Blog

Multi-Cloud Kubernetes Monitoring with Thanos

Multi-Cloud Kubernetes Monitoring

by Sagar Patil • 1st July 2022

tl;dr

  • How to implement Thanos for Prometheus metrics using cloud-specific storage options.
  • Showcase multi-cloud monitoring on a single Grafana using Prometheus and Thanos.
  • Thanos offers a set of components that can be composed into a highly available Prometheus setup with long-term storage capabilities.
  • Store historical metric data in object storage cost-effectively while retaining fast query latencies.

Prerequisites

  1. Running Amazon GKE, EKS, and AKS cluster (Kubernetes 1.13 or above)
  2. Prometheus or Prometheus Operator Helm Chart installed (v2.2.1+).
  3. Helm 3.x
  4. All Thanos components should be installed in the same namespace as Prometheus on the kubernetes cluster.
  5. Manifests for Thanos Querier and Store Deployment are available in the git repo mentioned below:
git clone -b release-0.12 https://github.com/thanos-io/kube-thanos.git

Installation

Google Kubernetes Engine (GKE)
# # # # # # #
STATED TASK A:
List every point in the tl;dr section of the Thanos blog post.
STATED TASK B:
Reproduce word for word the part of the Thanos blog post between "5. Manifests for" and "Kubernetes Engine (GKE)", inclusive.
STATED TASK C:
Render this sentence from the Thanos blog post in Spanish: "Thanos offers a set of components that can be composed into a highly available Prometheus setup with long-term storage capabilities."
The listing comes from a separate source, unrelated to the Thanos blog post.

DATASET CONTENT:
# # # # # # #
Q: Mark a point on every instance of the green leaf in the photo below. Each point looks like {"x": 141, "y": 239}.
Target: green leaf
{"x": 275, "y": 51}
# # # # # # #
CORRECT RESPONSE A:
- How to implement Thanos for Prometheus metrics using cloud-specific storage options.
- Showcase multi-cloud monitoring on a single Grafana using Prometheus and Thanos.
- Thanos offers a set of components that can be composed into a highly available Prometheus setup with long-term storage capabilities.
- Store historical metric data in object storage cost-effectively while retaining fast query latencies.

CORRECT RESPONSE B:
5. Manifests for Thanos Querier and Store Deployment are available in the git repo mentioned below:
git clone -b release-0.12 https://github.com/thanos-io/kube-thanos.git

Installation

Google Kubernetes Engine (GKE)

CORRECT RESPONSE C:
Thanos ofrece un conjunto de componentes que pueden combinarse en una configuración de Prometheus de alta disponibilidad con capacidades de almacenamiento a largo plazo.